The request | Recast the material below as a numbered list with one item per line, omitting any blank lines.

Material supplied |
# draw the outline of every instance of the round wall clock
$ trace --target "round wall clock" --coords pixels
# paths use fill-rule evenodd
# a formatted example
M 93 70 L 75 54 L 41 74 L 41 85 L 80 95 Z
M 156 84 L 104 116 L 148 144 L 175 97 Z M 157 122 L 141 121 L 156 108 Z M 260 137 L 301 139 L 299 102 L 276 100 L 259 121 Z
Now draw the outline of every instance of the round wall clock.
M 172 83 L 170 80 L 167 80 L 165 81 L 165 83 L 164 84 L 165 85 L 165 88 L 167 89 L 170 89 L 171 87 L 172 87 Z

Answer below |
1. # draw the outline of every instance of the round wall clock
2. $ trace --target "round wall clock" --coords pixels
3. # paths use fill-rule evenodd
4. # a formatted example
5. M 93 70 L 75 54 L 41 74 L 41 85 L 80 95 Z
6. M 156 84 L 104 116 L 148 144 L 175 97 Z M 157 122 L 141 121 L 156 108 Z M 260 137 L 301 139 L 299 102 L 276 100 L 259 121 Z
7. Now draw the outline of every instance of the round wall clock.
8. M 172 83 L 170 80 L 167 80 L 165 81 L 165 83 L 164 84 L 165 85 L 165 88 L 167 89 L 170 89 L 171 87 L 172 87 Z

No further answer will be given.